> _WHAT TO DO_
From the passage on floods and social conscience, print everything from "A stranger thought" down to "suggestion as anarchistic." without altering a word.

> _TEXT SECTION_
There is another difference: The victims of economic wrongs due to cupidity and indifference outnumber a thousand to one the victims of natural causes beyond control. All the deaths in these fearful floods are less than those caused every year in a single large city by conditions that might be remedied.

Nature decrees that those who do not have certain amounts of fresh air and food and rest shall die; the law is inexorable. But it is civilization which defies it and brings down the penalty.

THE AWAKENING TO OTHER LAWS OF NATURE

A stranger thought is that many whose hearts are melted by this disaster and whose checkbooks open to the suffering survivors are habitually indifferent to the more deadly conditions existing on all sides of their homes. Men contribute generously to the relief funds who, if asked to surrender a fractional part of their dividends in order to make work safer and more healthful and more humane for employees, would berate the suggestion as anarchistic.

This is not due to hardness of heart; it is due to faults of vision. Men display such sympathy in one case and such ruthlessness in another simply because civilization has not yet advanced far enough to create generally the sense of responsibility which is called social consciousness.

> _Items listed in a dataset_
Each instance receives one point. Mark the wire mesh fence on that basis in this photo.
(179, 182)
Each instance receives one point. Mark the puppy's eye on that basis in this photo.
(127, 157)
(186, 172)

> _COMPLETE OUTPUT_
A stranger thought is that many whose hearts are melted by this disaster and whose checkbooks open to the suffering survivors are habitually indifferent to the more deadly conditions existing on all sides of their homes. Men contribute generously to the relief funds who, if asked to surrender a fractional part of their dividends in order to make work safer and more healthful and more humane for employees, would berate the suggestion as anarchistic.